***** THE DATA *****
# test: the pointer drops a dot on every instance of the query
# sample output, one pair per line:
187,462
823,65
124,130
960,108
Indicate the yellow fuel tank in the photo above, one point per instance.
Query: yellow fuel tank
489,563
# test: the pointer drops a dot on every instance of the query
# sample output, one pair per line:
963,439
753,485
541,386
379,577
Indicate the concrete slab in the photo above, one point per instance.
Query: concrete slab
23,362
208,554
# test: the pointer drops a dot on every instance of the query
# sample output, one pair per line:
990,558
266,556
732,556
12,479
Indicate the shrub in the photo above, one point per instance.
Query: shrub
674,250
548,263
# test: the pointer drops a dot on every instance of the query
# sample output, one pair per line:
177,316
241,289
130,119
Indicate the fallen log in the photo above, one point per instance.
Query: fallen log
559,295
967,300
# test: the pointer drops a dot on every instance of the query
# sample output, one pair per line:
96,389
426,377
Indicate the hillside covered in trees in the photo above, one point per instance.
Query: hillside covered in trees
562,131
*****
__WORK ITEM__
Transcribe the data above in full, exactly as it appears.

__RESPONSE AREA__
# test: the pointer drops a dot on every instance of the query
# sample output, one pair per line:
187,462
823,65
124,130
960,108
Indicate the yellow fuel tank in the photo above, one point per instance.
Query: yellow fuel tank
489,563
# test: the pointer drops a dot on every instance of the query
# sample output, one pair per line:
963,439
753,485
541,386
379,577
Indicate the concrete slab in the photo above, one point per instance.
Query: concrete slab
23,362
208,554
# test: the pointer drops a dot on every instance of the query
# sample output, one pair per line:
990,558
266,556
732,556
12,479
Indicate the shrub in the photo above, one point per instance.
Query: shrub
674,250
548,263
# test: the pointer drops a dot on every instance of the query
# sample output, one pair per line:
177,316
241,289
130,119
Indicate the fallen log in the photo above, one point per instance.
Query: fallen log
559,295
967,300
# test: the pointer drops a dot on every instance of the query
# sample output, one pair per line:
96,389
426,377
Indicate the hillside covered in trees in the photo above, one point per instance.
Query: hillside covered in trees
562,131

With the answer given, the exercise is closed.